Work to be completed:
Copy the worked solution starting with "To solve \( \int" and going on through "B,\) and \(C\).", and switch every "denominator" to "bottom polynomial".

Source text:
Step by step solution

01

Equation Setup and Separation

First, rewrite the given differential equation as: $$t^{3} d r + r t^{2} d t = t d r - r d t.$$ Our objective is to group terms involving the same differentials. Isolate all terms involving \(dr\) and \(dt\) respectively, which gives us: $$ (t^3 - t) dr = (-r dt + r t^2 dt).$$
02

Simplifying and Factoring

Factor both sides with respect to the derivatives: \(dr\) and \(dt\). We then have: \((t^3 - t) dr = -r(t^2 + 1) dt\). Now, divide both sides by \((t^3 - t)(t^2 + 1)\) to separate the variables: $$\frac{dr}{r} = -\frac{(t^2 + 1)}{(t^3 - t)} dt.$$
03

Integrate Both Sides

Integrate both sides of the equation with respect to their own variables. This yields: $$\int \frac{1}{r} dr = -\int \frac{t^2 + 1}{t^3 - t} dt.$$ For the left side, the integral is \(\ln |r| + C_1\). The right side requires partial fraction decomposition for integration.
04

Partial Fraction Decomposition and Further Integration

To solve \( \int \frac{t^2 + 1}{t^3 - t} dt \), first factor the denominator as \(t(t^2 - 1) = t(t-1)(t+1)\). Perform partial fraction decomposition: \( \frac{t^2 + 1}{t(t-1)(t+1)} = \frac{A}{t} + \frac{B}{t-1} + \frac{C}{t+1} \). Solve to find constants \(A, B,\) and \(C\).

Data provided:
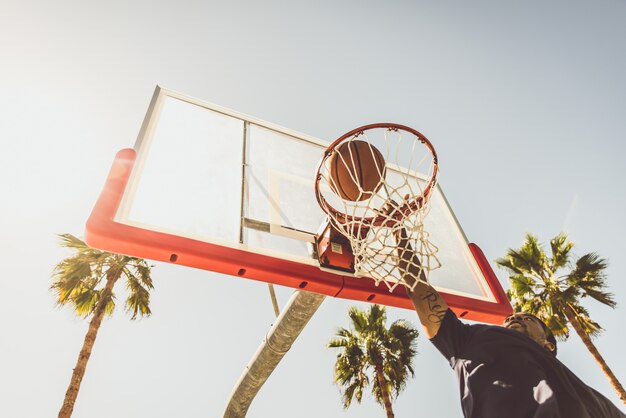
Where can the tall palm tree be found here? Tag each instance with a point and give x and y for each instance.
(369, 348)
(85, 281)
(552, 288)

Exercise output:
To solve \( \int \frac{t^2 + 1}{t^3 - t} dt \), first factor the bottom polynomial as \(t(t^2 - 1) = t(t-1)(t+1)\). Perform partial fraction decomposition: \( \frac{t^2 + 1}{t(t-1)(t+1)} = \frac{A}{t} + \frac{B}{t-1} + \frac{C}{t+1} \). Solve to find constants \(A, B,\) and \(C\).